## Task to carry out
Give the lines of the records below, starting at the line that contains "Ground the white boundary wall visible above." and ending at the final line of the records, as a JSON list of strings. Use one string per line and omit blank lines.

(Region labeling records)
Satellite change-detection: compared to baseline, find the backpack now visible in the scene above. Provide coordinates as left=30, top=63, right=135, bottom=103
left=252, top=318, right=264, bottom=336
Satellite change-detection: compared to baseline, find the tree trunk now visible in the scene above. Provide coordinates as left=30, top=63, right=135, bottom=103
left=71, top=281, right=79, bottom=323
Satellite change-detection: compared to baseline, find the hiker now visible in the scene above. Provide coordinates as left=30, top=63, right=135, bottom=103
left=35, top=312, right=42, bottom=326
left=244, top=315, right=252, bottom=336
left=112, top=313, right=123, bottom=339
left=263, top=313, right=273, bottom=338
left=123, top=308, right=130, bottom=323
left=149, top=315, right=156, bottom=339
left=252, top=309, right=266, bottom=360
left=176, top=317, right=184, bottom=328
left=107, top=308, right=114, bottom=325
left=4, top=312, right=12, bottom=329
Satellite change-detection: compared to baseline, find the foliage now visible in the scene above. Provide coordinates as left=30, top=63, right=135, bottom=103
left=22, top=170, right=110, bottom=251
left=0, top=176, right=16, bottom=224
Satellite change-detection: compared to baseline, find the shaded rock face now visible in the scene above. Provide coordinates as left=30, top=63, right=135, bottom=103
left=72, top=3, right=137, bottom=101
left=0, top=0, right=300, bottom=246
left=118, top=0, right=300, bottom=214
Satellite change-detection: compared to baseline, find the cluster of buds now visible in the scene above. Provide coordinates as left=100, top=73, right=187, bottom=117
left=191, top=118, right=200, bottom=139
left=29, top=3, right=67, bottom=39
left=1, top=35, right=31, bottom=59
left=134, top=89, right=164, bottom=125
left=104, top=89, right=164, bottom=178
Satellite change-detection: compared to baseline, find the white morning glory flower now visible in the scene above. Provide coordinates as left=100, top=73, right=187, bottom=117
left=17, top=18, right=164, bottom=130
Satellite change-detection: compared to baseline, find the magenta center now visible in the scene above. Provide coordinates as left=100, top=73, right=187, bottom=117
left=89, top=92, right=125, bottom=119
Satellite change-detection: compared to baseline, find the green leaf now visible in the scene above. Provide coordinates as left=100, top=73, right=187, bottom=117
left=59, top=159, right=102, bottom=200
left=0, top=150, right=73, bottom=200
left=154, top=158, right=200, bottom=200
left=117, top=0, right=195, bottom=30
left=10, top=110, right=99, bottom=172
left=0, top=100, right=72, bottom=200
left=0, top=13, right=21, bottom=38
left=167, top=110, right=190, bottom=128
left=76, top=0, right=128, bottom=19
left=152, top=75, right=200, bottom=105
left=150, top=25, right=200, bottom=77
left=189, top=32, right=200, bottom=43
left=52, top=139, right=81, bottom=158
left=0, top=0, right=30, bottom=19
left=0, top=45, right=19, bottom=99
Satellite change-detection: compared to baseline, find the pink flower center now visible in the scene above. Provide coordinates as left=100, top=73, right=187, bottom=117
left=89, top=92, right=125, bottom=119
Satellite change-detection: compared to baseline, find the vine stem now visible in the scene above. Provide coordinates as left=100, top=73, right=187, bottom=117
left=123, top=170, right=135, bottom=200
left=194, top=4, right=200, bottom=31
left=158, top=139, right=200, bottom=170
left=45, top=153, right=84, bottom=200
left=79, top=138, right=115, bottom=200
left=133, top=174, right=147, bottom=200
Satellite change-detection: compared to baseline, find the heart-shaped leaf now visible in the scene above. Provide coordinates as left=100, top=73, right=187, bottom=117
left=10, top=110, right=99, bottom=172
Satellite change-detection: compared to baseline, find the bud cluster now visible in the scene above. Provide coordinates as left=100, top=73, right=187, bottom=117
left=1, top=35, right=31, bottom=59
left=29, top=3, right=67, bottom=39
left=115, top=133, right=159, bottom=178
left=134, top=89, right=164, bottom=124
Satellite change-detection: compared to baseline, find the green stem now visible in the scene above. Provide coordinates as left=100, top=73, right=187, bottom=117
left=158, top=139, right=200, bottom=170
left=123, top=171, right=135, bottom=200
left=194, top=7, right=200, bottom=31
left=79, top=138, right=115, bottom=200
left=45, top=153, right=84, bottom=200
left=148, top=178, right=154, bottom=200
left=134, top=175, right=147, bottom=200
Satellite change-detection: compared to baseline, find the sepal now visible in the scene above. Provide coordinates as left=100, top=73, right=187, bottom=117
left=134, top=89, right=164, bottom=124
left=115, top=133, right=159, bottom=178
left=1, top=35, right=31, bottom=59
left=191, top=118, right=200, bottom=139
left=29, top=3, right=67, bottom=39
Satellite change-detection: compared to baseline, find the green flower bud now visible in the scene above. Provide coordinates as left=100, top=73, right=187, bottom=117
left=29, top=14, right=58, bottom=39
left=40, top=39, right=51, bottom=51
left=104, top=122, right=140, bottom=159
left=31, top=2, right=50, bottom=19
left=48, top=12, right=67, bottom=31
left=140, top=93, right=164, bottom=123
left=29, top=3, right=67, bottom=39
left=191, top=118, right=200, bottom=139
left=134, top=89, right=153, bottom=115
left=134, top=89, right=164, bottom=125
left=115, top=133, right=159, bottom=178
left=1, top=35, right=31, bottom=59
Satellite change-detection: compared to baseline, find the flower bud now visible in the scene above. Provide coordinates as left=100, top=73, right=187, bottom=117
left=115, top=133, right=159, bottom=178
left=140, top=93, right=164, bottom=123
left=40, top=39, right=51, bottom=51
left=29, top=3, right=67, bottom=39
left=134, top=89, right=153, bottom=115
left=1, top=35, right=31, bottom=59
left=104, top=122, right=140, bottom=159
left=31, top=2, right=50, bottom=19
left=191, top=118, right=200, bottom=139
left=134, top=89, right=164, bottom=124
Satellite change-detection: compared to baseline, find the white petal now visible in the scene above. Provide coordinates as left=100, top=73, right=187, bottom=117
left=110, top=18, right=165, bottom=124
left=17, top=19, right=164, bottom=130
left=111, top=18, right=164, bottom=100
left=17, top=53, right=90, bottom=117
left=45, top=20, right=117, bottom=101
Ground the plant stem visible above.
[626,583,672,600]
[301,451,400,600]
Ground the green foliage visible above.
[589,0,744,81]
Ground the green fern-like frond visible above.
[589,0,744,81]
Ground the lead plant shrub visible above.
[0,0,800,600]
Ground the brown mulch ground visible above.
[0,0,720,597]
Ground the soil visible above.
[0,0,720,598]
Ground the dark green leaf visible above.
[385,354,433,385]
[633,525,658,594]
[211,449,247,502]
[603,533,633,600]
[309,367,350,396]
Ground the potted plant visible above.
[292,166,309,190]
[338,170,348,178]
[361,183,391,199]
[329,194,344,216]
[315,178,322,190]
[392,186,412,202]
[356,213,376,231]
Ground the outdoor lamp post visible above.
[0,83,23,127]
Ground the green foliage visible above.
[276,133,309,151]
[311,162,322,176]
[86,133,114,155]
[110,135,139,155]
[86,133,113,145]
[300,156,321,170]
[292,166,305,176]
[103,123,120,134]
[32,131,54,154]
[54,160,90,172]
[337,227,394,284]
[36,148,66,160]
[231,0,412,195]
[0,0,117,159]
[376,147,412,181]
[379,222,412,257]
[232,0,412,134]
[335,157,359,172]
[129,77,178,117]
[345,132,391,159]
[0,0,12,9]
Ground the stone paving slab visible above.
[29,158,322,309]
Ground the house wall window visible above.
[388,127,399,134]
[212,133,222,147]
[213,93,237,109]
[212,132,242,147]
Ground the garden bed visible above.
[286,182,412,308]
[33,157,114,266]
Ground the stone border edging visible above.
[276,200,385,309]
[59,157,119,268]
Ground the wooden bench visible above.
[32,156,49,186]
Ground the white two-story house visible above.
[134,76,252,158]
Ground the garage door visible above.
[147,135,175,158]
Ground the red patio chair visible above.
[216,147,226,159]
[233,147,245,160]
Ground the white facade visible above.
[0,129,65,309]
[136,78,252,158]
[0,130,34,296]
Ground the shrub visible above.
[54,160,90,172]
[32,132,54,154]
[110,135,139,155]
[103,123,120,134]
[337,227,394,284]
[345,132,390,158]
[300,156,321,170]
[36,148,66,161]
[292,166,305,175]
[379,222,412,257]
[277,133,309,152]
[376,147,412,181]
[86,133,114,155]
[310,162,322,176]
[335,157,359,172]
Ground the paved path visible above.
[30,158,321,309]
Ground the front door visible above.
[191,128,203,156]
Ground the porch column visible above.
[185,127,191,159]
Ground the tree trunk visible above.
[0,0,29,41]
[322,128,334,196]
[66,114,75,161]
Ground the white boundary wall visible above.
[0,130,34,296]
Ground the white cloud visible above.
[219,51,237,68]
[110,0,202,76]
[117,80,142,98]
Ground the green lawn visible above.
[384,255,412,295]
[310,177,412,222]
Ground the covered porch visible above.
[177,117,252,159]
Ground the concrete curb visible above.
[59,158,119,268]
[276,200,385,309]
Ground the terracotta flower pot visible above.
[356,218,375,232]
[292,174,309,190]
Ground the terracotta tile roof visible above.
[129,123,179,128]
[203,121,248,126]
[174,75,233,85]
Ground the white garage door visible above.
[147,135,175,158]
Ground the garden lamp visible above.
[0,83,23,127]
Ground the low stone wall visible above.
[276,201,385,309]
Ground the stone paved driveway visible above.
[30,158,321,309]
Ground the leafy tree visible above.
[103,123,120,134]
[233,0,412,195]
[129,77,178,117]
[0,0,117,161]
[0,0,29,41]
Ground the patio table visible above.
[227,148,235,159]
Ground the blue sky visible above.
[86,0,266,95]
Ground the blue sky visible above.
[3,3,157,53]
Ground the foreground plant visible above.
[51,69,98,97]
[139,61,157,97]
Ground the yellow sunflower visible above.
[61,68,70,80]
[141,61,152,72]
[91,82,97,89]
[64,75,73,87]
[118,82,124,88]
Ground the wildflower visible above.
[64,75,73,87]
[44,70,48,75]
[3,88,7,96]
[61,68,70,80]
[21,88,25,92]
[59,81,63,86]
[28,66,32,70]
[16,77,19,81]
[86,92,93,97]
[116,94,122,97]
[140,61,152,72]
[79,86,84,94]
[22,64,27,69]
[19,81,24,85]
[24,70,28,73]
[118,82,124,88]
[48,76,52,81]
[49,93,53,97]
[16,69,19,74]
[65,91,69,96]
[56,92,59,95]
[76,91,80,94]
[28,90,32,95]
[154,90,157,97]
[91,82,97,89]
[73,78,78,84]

## Final result
[
  "Ground the white boundary wall visible above.",
  "[0,130,34,296]",
  "Ground the white cloud visible above.",
  "[219,51,237,68]",
  "[110,0,202,76]",
  "[117,80,142,98]",
  "Ground the green lawn visible above.",
  "[384,255,412,295]",
  "[310,177,412,222]",
  "Ground the covered porch visible above.",
  "[177,117,252,159]",
  "Ground the concrete curb visible above.",
  "[59,158,119,268]",
  "[276,200,385,309]",
  "Ground the terracotta flower pot visible above.",
  "[356,218,375,232]",
  "[292,174,309,190]",
  "Ground the terracotta tile roof visible above.",
  "[129,123,179,128]",
  "[203,121,248,126]",
  "[174,75,233,85]",
  "Ground the white garage door visible above.",
  "[147,135,175,158]",
  "Ground the garden lamp visible above.",
  "[0,83,23,127]",
  "Ground the low stone wall visible above.",
  "[276,201,385,309]",
  "Ground the stone paved driveway visible above.",
  "[30,158,321,309]",
  "Ground the leafy tree visible above.",
  "[103,123,120,134]",
  "[233,0,412,195]",
  "[129,77,178,117]",
  "[0,0,117,161]",
  "[0,0,29,41]",
  "Ground the patio table visible above.",
  "[227,148,235,159]",
  "Ground the blue sky visible above.",
  "[86,0,266,95]",
  "Ground the blue sky visible above.",
  "[3,3,157,53]",
  "Ground the foreground plant visible above.",
  "[51,69,98,97]",
  "[139,61,157,97]",
  "Ground the yellow sunflower visible above.",
  "[61,68,70,80]",
  "[141,61,152,72]",
  "[91,82,97,89]",
  "[64,75,73,87]",
  "[118,82,124,88]",
  "Ground the wildflower visible above.",
  "[64,75,73,87]",
  "[44,70,48,75]",
  "[3,88,7,96]",
  "[61,68,70,80]",
  "[21,88,25,92]",
  "[59,81,63,86]",
  "[28,66,32,70]",
  "[16,77,19,81]",
  "[86,92,93,97]",
  "[116,94,122,97]",
  "[140,61,152,72]",
  "[79,86,84,94]",
  "[22,64,27,69]",
  "[19,81,24,85]",
  "[24,70,28,73]",
  "[118,82,124,88]",
  "[48,76,52,81]",
  "[49,93,53,97]",
  "[16,69,19,74]",
  "[65,91,69,96]",
  "[56,92,59,95]",
  "[76,91,80,94]",
  "[28,90,32,95]",
  "[154,90,157,97]",
  "[91,82,97,89]",
  "[73,78,78,84]"
]